If you're planning on repairing or replacing your home's siding, you've probably already thought about the cost, labor, and maintenance. But have you also considered where the raw materials will come from, or whether they were responsibly harvested or mined? What about once the siding reaches the end of its life, will you be able to reuse or recycle the materials? Because a home's exterior can reflect as much about the homeowner's green lifestyle as the interior, we've put together some of the environmental pros and cons of the siding options currently available.
The first way to make your siding project more eco-friendly is to carefully remove the existing materials. Fiber-cement siding, aluminum, stone, brick, or wood may all be reused in other homes and kept out of landfills if gently dismantled in a process known as soft demo. You can either deconstruct your house's siding and deliver the materials to a salvage yard yourself, or hire a soft demo contractor to dismantle, dig up, and sell the materials for you. To find a soft demo contractor or a salvage organization where materials may be donated, visit the web pages of RecycleWorks and Green Demolitions.

Study material:
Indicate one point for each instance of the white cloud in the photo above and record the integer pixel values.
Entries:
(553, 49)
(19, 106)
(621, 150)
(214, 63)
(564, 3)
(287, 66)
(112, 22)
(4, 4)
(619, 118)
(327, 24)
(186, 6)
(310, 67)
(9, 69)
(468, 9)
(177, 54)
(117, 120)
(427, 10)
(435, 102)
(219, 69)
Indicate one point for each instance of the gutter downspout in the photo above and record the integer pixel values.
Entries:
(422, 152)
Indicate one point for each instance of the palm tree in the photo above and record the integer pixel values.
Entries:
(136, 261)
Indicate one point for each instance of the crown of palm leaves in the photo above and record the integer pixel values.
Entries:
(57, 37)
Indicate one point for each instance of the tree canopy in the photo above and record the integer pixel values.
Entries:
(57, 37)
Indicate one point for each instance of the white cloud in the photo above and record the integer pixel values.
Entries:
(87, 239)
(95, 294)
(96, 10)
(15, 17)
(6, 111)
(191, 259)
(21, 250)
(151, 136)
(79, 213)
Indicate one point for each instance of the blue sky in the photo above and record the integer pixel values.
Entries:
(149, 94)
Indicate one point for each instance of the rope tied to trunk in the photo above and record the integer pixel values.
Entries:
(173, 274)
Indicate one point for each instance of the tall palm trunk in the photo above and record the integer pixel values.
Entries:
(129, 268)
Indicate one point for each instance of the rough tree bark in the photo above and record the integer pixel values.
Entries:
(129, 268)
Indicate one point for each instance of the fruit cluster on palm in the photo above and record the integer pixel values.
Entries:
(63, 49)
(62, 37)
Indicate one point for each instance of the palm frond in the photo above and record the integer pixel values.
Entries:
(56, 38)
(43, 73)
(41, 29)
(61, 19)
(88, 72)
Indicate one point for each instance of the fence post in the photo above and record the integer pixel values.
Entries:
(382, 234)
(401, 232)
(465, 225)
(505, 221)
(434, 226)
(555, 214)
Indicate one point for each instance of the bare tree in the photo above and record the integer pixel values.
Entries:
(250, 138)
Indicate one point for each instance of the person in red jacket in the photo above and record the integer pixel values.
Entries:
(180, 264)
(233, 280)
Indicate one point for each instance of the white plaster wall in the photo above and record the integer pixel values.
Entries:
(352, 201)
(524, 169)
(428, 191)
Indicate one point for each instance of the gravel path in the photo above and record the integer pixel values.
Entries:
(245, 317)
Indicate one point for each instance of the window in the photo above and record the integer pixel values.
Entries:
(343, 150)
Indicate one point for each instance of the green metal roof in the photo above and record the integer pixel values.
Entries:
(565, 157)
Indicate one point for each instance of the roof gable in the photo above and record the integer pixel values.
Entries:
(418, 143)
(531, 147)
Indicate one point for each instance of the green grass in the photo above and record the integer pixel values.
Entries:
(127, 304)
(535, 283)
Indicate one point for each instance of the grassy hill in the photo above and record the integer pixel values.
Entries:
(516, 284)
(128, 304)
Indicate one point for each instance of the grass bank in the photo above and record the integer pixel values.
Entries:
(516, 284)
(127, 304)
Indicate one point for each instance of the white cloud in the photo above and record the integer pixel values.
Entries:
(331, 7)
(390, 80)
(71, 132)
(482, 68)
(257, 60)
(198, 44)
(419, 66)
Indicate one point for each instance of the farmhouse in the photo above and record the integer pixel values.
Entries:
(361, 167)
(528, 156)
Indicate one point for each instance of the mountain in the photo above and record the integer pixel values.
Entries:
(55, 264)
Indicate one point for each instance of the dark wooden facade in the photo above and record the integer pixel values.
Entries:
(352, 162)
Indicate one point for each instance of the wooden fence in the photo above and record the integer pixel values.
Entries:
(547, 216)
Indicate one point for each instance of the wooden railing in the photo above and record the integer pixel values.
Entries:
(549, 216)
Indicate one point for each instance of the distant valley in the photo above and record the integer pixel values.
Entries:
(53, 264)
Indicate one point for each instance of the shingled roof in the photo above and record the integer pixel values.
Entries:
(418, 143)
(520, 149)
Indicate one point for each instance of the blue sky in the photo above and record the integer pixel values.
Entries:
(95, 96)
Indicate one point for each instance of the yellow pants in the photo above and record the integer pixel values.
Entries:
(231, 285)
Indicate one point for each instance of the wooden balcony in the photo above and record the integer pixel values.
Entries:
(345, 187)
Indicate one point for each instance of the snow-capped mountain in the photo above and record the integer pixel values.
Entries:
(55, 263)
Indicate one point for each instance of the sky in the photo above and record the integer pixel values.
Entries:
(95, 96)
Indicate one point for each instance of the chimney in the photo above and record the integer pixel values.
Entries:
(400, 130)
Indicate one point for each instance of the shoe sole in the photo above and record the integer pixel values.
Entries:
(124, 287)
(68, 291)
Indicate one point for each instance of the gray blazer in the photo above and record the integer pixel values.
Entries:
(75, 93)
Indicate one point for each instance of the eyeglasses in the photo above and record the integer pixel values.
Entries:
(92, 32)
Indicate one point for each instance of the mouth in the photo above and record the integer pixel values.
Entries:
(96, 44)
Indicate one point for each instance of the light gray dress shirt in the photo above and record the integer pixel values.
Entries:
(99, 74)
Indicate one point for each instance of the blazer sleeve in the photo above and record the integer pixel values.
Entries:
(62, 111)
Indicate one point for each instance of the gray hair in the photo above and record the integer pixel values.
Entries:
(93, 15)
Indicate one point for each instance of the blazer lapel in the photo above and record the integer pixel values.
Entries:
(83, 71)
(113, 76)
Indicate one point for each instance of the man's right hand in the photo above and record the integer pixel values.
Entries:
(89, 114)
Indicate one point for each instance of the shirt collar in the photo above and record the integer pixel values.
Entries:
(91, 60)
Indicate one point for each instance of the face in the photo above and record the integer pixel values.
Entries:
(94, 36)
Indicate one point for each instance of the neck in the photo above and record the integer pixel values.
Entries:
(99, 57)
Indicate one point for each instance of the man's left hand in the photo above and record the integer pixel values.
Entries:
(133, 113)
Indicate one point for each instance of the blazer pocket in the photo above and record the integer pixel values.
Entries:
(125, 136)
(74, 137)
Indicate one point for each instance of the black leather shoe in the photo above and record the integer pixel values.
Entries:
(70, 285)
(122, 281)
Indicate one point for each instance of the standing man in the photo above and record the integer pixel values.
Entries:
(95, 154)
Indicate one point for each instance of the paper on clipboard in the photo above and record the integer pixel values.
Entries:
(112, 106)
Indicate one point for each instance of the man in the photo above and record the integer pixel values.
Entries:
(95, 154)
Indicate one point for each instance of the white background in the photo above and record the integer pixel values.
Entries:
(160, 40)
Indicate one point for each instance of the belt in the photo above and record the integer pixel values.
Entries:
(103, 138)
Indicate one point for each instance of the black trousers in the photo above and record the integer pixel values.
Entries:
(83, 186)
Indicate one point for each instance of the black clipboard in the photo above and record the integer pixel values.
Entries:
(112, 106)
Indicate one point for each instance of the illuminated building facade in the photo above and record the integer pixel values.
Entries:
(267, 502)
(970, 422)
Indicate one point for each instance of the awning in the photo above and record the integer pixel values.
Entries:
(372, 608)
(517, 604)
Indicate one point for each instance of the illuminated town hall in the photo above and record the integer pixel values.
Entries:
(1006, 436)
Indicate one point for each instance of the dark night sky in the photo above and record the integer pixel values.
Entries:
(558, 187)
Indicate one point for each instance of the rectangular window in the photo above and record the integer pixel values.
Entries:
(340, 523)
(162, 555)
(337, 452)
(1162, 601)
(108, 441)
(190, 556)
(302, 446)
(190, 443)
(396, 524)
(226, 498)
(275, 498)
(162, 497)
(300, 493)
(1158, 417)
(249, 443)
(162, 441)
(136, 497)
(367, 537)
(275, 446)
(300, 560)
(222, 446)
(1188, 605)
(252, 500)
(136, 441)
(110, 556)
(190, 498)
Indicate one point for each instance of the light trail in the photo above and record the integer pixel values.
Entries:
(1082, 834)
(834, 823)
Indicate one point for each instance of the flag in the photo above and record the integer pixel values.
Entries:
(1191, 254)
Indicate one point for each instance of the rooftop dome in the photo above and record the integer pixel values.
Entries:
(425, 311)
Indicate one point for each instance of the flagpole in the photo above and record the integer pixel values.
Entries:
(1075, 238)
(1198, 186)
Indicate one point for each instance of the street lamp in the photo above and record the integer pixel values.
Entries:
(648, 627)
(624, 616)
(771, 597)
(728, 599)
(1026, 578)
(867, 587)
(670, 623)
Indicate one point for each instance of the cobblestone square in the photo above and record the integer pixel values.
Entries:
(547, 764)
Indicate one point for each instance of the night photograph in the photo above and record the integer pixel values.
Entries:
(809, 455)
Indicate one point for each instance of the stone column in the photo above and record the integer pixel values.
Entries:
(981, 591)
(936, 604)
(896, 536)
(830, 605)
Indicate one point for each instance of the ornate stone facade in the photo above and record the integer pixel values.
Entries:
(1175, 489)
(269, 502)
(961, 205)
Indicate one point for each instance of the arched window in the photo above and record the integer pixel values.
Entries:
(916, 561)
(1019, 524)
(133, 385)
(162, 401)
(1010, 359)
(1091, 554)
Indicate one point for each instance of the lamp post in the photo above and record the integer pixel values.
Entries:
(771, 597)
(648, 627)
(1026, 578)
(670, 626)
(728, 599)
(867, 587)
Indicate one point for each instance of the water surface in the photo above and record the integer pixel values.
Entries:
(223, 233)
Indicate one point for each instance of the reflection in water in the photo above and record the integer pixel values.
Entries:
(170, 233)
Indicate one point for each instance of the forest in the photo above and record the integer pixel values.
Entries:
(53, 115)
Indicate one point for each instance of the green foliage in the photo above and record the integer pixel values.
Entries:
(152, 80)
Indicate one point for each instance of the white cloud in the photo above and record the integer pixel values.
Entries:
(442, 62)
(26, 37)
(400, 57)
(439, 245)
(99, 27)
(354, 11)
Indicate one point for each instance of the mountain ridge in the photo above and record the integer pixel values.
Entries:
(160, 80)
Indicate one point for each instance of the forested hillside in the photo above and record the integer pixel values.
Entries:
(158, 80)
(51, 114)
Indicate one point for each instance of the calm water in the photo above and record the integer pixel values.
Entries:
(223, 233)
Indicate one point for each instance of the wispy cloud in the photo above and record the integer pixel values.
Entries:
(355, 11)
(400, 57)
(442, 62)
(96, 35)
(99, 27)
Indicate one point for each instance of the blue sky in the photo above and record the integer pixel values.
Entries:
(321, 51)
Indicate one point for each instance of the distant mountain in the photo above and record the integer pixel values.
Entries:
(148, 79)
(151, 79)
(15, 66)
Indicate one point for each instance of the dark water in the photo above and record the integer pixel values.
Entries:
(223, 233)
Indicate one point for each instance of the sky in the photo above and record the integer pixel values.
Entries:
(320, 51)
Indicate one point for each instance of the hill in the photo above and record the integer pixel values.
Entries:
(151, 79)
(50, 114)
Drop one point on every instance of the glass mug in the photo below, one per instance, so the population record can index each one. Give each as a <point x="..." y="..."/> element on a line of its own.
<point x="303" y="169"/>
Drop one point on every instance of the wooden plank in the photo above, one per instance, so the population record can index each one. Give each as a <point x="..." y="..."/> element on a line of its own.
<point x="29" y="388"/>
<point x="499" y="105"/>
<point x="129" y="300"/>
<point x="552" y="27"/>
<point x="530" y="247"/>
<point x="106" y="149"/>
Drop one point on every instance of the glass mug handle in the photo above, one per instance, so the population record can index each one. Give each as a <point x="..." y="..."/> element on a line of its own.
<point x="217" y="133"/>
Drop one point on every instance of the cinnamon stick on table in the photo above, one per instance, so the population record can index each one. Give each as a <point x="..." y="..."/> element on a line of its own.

Task brief:
Quote the siding text above, word for word, between "If you're planning" and "options currently available.", inclusive.

Response:
If you're planning on repairing or replacing your home's siding, you've probably already thought about the cost, labor, and maintenance. But have you also considered where the raw materials will come from, or whether they were responsibly harvested or mined? What about once the siding reaches the end of its life, will you be able to reuse or recycle the materials? Because a home's exterior can reflect as much about the homeowner's green lifestyle as the interior, we've put together some of the environmental pros and cons of the siding options currently available.